# looking for lease or club



## ellaville hunter (Oct 20, 2013)

looking for some land 50 to 100 ac or a club for me and my son this year in schley sumter webster co. please let me know of anything


----------



## ellaville hunter (Jan 1, 2014)

For 2014?


----------



## ellaville hunter (Aug 19, 2014)

Again


----------



## dmorrison1207 (Aug 23, 2014)

i have 96 acres in washington co.


----------



## ellaville hunter (May 19, 2015)

It is that time again. Anything??


----------



## ellaville hunter (May 20, 2015)

Bump


----------



## ellaville hunter (May 26, 2015)

Last one


----------



## ellaville hunter (May 29, 2015)

Bump


----------



## ellaville hunter (Jul 20, 2015)

Again


----------



## ellaville hunter (Aug 4, 2015)

Anything


----------



## Toney Graham (Aug 5, 2015)

I have a small lease in Randolph County.Loaded with good deer and turkey . Looking for one member to share lease with. I also hunt with young son and would prefer someone that does the same.Land is all woods with water and is surrounded by several acres of woods.Between son and I killed 4 bucks all with 4points on one side last year.if interested call me at 229-449-2149


----------



## ellaville hunter (Aug 7, 2015)

I wish it was closer i would be in. Thanks for asking


----------



## ellaville hunter (Aug 10, 2015)

One more try


----------



## Postalbear (Nov 18, 2015)

*looking to lease this coming hunting season*



dmorrison1207 said:


> i have 96 acres in washington co.


 do you still have the 96 AC for lease and how much is the yearly lease


----------

▶ **DATA PROVIDED**:
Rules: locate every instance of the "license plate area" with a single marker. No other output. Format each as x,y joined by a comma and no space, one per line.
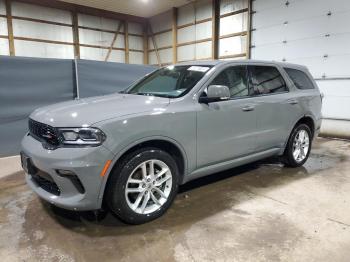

▶ **DO THIS**:
In the forum thread about finding a hunting lease, which counties did ellaville hunter name when first asking for land or a club? The lines above have nothing to do with the forum thread.

▶ **COMPLETE OUTPUT**:
Schley, Sumter, and Webster counties.